[Material shown]

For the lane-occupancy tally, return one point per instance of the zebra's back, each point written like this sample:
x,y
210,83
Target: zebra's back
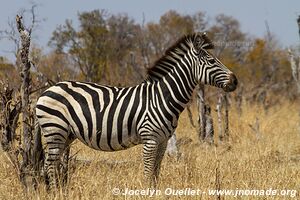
x,y
102,117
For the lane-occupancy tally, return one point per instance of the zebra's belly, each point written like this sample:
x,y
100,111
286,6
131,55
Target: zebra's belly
x,y
111,142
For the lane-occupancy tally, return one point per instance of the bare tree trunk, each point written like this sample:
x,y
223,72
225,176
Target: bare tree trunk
x,y
25,91
295,70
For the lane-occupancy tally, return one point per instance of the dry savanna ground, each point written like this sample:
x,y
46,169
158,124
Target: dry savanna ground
x,y
269,158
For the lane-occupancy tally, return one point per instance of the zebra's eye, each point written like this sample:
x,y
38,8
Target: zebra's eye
x,y
211,61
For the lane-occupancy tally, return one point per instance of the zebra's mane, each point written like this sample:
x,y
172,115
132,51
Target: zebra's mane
x,y
159,69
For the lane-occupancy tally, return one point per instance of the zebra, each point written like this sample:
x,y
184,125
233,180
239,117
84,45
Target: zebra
x,y
110,118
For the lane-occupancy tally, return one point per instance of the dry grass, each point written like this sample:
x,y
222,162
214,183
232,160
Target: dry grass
x,y
270,159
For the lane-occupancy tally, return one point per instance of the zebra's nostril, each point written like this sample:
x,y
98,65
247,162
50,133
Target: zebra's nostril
x,y
233,79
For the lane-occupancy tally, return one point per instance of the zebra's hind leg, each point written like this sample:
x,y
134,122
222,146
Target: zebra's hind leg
x,y
153,153
56,144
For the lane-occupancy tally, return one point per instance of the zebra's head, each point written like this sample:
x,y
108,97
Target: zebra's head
x,y
209,69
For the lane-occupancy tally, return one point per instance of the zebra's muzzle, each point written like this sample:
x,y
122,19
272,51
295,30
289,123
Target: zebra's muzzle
x,y
231,84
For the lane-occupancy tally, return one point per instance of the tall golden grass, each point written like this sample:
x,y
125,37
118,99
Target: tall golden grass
x,y
249,160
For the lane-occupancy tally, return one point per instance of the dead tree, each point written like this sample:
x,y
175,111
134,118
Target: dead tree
x,y
296,67
25,91
19,148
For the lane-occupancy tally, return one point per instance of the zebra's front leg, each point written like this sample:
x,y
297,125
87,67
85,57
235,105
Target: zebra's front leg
x,y
55,148
153,153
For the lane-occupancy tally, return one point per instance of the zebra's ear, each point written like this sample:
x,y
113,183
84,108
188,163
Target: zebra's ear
x,y
203,42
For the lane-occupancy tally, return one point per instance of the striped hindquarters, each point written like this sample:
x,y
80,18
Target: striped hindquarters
x,y
104,118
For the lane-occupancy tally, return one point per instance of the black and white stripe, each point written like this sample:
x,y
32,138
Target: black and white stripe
x,y
111,118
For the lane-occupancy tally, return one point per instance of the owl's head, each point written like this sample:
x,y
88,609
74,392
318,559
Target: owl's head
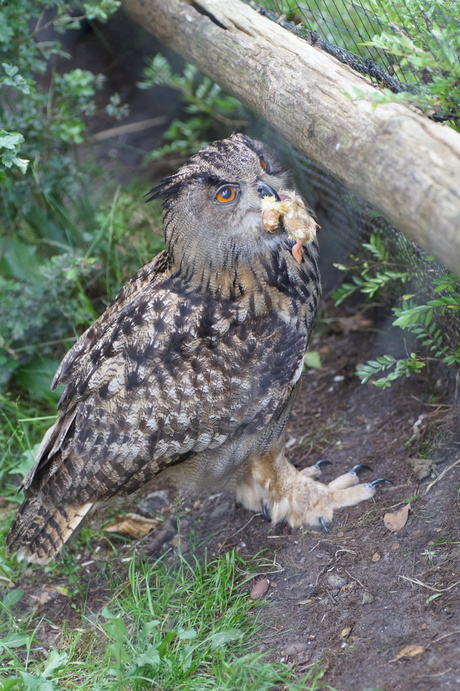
x,y
212,205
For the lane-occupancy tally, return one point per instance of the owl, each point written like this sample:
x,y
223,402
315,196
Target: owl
x,y
193,370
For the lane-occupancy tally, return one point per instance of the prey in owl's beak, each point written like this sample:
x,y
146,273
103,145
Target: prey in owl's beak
x,y
286,208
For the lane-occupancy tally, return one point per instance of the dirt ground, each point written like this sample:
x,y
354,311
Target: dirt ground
x,y
379,608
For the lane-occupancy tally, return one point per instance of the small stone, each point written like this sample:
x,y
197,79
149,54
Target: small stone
x,y
295,648
155,502
259,589
336,581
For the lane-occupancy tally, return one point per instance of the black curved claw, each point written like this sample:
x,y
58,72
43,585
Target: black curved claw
x,y
266,511
323,525
318,464
359,468
379,481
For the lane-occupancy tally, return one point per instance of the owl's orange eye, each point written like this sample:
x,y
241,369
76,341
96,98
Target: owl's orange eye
x,y
225,194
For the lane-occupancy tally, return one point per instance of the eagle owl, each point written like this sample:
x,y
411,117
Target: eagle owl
x,y
193,369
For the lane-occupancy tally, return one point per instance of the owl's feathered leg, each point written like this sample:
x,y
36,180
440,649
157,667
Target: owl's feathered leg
x,y
294,496
38,531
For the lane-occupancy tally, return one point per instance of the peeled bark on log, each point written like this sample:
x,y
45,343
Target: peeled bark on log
x,y
406,166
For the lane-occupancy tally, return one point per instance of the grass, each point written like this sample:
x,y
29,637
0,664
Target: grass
x,y
190,626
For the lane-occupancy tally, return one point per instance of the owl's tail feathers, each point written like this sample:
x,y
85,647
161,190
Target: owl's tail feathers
x,y
38,532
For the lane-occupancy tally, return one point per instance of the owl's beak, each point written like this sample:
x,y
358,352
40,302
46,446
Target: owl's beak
x,y
265,190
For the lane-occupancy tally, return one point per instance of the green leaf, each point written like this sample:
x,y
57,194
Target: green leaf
x,y
223,637
150,658
31,683
12,597
14,640
55,662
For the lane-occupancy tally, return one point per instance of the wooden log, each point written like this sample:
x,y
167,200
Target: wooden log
x,y
406,166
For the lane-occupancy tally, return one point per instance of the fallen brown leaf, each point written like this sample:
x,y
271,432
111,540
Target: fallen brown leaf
x,y
259,589
397,519
409,651
132,524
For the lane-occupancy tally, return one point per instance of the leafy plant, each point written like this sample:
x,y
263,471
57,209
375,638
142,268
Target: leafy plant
x,y
207,108
423,41
417,315
377,272
184,627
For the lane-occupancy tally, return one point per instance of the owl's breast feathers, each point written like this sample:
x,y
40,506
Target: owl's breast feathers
x,y
171,370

[/Material shown]

Repeat the records above exactly, without pictures.

• Task answer:
For the lane-occupancy tally, return one point per instance of the zebra's back, each point written like this sample:
x,y
210,83
Target: zebra's back
x,y
102,117
For the lane-occupancy tally, return one point per instance of the zebra's belly, each point written like this sample:
x,y
100,111
286,6
131,55
Target: zebra's belly
x,y
111,142
For the lane-occupancy tally, return one point per instance of the bare tree trunk, each point written like this sample:
x,y
223,72
225,176
Target: bare tree trunk
x,y
25,91
295,70
For the lane-occupancy tally, return one point per instance of the dry savanna ground, each point written like this sample:
x,y
46,169
158,124
Target: dry savanna ground
x,y
269,158
For the lane-occupancy tally, return one point per instance of the zebra's eye, each point written like this sample:
x,y
38,8
Target: zebra's eye
x,y
211,61
For the lane-occupancy tally, return one point per instance of the zebra's mane, each point written like this sample:
x,y
172,115
132,51
Target: zebra's mane
x,y
159,69
For the lane-occupancy tally, return one point per instance of the zebra, each point written like this sample:
x,y
184,125
233,180
239,117
84,45
Target: zebra
x,y
110,118
For the lane-occupancy tally, return one point per instance of the dry grass, each point written like this sample:
x,y
222,162
214,183
232,160
Target: dry grass
x,y
270,159
For the lane-occupancy tally, return one point per instance of the zebra's nostril, each point written like this sample:
x,y
98,65
247,162
50,133
Target: zebra's nostril
x,y
233,79
For the lane-occupancy tally, return one point per instance of the zebra's hind leg, each point written like this sample:
x,y
134,122
222,146
Target: zebra's hind leg
x,y
153,153
56,144
For the lane-occupancy tally, return one point per instance of the zebra's head, each point written like this sample:
x,y
108,97
Target: zebra's head
x,y
209,69
For the lane-occupancy tally, return one point per instance of the zebra's muzzle, each point written like this sample:
x,y
122,19
272,51
295,30
289,123
Target: zebra's muzzle
x,y
231,84
For the lane-occupancy tally, return one point per instance of the tall golden grass, each point written like this sample:
x,y
125,37
118,99
Target: tall golden grass
x,y
249,160
For the lane-occupancy tally, return one point per instance of the dead tree, each point written like this sample:
x,y
175,111
134,118
Target: dead tree
x,y
296,67
25,91
19,148
For the lane-occupancy tally, return one point per instance of the zebra's front leg, each point written like this sample:
x,y
297,125
87,67
85,57
235,105
Target: zebra's front leg
x,y
55,148
153,153
For the lane-occupancy tally, return one point per instance of the zebra's ear, each point written like this sample:
x,y
113,183
84,108
188,163
Target: zebra's ear
x,y
203,42
For the lane-occupancy tally, return one point per instance of the striped hindquarters, each point written like this sample:
x,y
80,18
Target: striped hindquarters
x,y
104,118
For the lane-occupancy tally, return one point per instance of the black and white stripe, each point written like this sample:
x,y
32,138
Target: black and white stripe
x,y
111,118
For the lane-occupancy tally, return one point per instance of the owl's head, each point written like this sample:
x,y
88,609
74,392
318,559
Target: owl's head
x,y
212,205
For the lane-occupancy tally, return one point per instance of the owl, each point written like this sample:
x,y
223,402
315,196
Target: owl
x,y
193,370
For the lane-occupancy tally, return one point per instance of the prey in owl's beak, each point written like this sample:
x,y
146,273
103,145
Target: prey in owl's beak
x,y
286,208
For the lane-occupancy tally, return one point per instance of the dirt ground, each point written like this sample:
x,y
354,311
Target: dirt ground
x,y
379,608
For the lane-occupancy tally, return one point per instance of the small stone, each point written like this sample:
x,y
197,79
149,54
Target: small stone
x,y
295,648
155,502
259,589
336,581
For the lane-occupancy tally, return one point per instance of the black curved claw, each point written like this sample:
x,y
58,72
43,585
Target: black curved claw
x,y
266,511
323,525
318,464
359,468
379,481
For the lane-occupancy tally, return one point per instance of the owl's orange eye, each point written like this sample:
x,y
241,369
76,341
96,98
Target: owl's orange eye
x,y
225,194
For the lane-occupancy tally, return one point per instance of the eagle owl, each point written like this sample:
x,y
411,117
Target: eagle owl
x,y
193,369
For the lane-occupancy tally, return one point per instance of the owl's feathered leg, each point written like this sample:
x,y
36,180
440,649
157,667
Target: owl's feathered leg
x,y
294,496
38,531
For the lane-occupancy tally, return one point per instance of the peeled bark on log, each point written like this sample:
x,y
45,343
Target: peeled bark on log
x,y
406,166
For the lane-occupancy tally, return one point per instance of the grass, each point written like this sample:
x,y
29,637
0,664
Target: grass
x,y
190,626
For the lane-occupancy tally, return one point per instance of the owl's tail feathers, each point written like this sample:
x,y
85,647
161,190
Target: owl's tail feathers
x,y
38,532
For the lane-occupancy tally, return one point per instance of the owl's beak, each point written like this sample:
x,y
358,352
40,302
46,446
Target: owl's beak
x,y
265,190
For the lane-occupancy tally, return one point per instance of the green leaf, each point written like this sample:
x,y
57,194
Target: green leaf
x,y
223,637
150,658
31,683
12,597
14,640
55,662
For the lane-occupancy tally, return one point per instance of the wooden log, each point written like this sample:
x,y
167,200
Target: wooden log
x,y
406,166
For the lane-occupancy tally, return one point per instance of the fallen brown leaf, each point written like this sample:
x,y
271,432
111,540
Target: fallen brown leaf
x,y
259,589
397,519
409,651
132,524
For the lane-occupancy tally, return one point per instance of the leafy plant, each point written like this sample:
x,y
263,471
57,209
375,638
142,268
Target: leafy plant
x,y
207,108
423,41
417,315
377,272
184,627
For the lane-occupancy tally, return one point per instance of the owl's breast feathers, each point written like this sample:
x,y
40,506
Target: owl's breast feathers
x,y
171,370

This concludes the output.